[Records contained in a dataset]
★ ★ ★
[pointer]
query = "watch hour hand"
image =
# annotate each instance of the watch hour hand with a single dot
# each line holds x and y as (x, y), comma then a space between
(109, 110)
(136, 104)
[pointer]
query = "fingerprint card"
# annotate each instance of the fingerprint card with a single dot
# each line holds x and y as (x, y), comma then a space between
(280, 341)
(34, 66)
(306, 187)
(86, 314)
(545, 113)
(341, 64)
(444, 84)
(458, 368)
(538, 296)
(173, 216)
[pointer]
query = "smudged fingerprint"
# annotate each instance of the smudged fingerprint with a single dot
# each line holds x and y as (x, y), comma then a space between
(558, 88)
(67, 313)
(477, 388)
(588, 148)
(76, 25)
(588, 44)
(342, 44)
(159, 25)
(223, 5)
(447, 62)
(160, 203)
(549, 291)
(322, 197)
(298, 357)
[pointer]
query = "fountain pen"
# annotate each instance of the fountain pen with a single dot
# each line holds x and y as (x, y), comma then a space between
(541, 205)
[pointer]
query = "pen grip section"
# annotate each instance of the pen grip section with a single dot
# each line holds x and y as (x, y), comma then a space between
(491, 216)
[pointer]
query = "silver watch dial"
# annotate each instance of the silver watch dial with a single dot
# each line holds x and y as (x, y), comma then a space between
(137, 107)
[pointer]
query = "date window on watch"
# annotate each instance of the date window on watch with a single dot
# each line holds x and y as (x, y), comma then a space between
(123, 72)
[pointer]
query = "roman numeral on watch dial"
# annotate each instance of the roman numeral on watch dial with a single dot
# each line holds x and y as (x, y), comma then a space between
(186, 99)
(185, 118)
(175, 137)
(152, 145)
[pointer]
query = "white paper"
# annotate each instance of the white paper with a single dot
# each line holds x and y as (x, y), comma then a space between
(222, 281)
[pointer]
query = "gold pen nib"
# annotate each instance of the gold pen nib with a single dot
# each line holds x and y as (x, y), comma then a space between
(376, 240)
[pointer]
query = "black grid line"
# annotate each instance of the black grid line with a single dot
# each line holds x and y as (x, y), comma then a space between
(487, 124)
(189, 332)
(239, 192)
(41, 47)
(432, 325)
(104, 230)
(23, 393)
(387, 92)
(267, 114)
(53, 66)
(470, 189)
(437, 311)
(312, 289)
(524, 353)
★ ★ ★
Return the records in their entirety. Keep every character as it is.

Response to the exercise:
[pointer]
query = "watch hour hand"
image =
# annotate each instance of the watch hour hand with a single dot
# each line holds x and y as (x, y), comma then a space between
(109, 110)
(136, 104)
[pointer]
query = "fingerprint card"
# annotate each instance of the fingerprint card with a single dot
# each line holds x and y as (x, y), comma then a space between
(280, 341)
(34, 66)
(306, 187)
(86, 314)
(545, 113)
(341, 64)
(444, 84)
(458, 368)
(538, 296)
(173, 216)
[pointer]
query = "smudged fingerprint"
# annotate each instance of the smudged fingerprint with a single dot
# each line holds x and y as (x, y), comma then a space between
(558, 88)
(67, 313)
(477, 388)
(588, 148)
(76, 25)
(588, 44)
(342, 44)
(159, 25)
(223, 5)
(447, 62)
(160, 203)
(549, 291)
(322, 197)
(298, 357)
[pointer]
query = "fountain pen"
# annotate each instance of the fountain pen with a single dot
# each line holds x and y as (x, y), comma then a space between
(541, 205)
[pointer]
query = "pen grip section"
# annotate each instance of the pen grip section with a single dot
# each line holds x and y as (x, y), comma then a space between
(491, 216)
[pointer]
query = "silver watch dial"
# annotate each instance of the silver watch dial with a single dot
# each line holds x and y as (x, y), comma then a space between
(137, 107)
[pointer]
query = "date window on watch"
# annotate each instance of the date window on watch with a single dot
# each line holds x and y as (x, y), comma then a space between
(123, 72)
[pointer]
query = "roman numeral on watch dial"
# annotate each instance of the roman numeral on watch dial with a single dot
# each line holds x and y as (x, y), comma then a space between
(186, 99)
(185, 118)
(175, 137)
(152, 145)
[pointer]
query = "white paper"
# annotate each instance of the white paper with a single dot
# each line holds x and y as (x, y), comma then a space between
(222, 281)
[pointer]
query = "gold pen nib"
# annotate each instance of the gold pen nib with a single dot
# each line holds x and y as (x, y), comma then a space between
(376, 240)
[pointer]
query = "black grid line"
# annotate each instance of the black grid line with a single dot
# each line holds x and y as (x, y), comma then a space between
(487, 124)
(189, 332)
(239, 192)
(41, 47)
(432, 325)
(104, 230)
(23, 393)
(387, 92)
(267, 114)
(53, 66)
(470, 189)
(437, 311)
(312, 289)
(524, 353)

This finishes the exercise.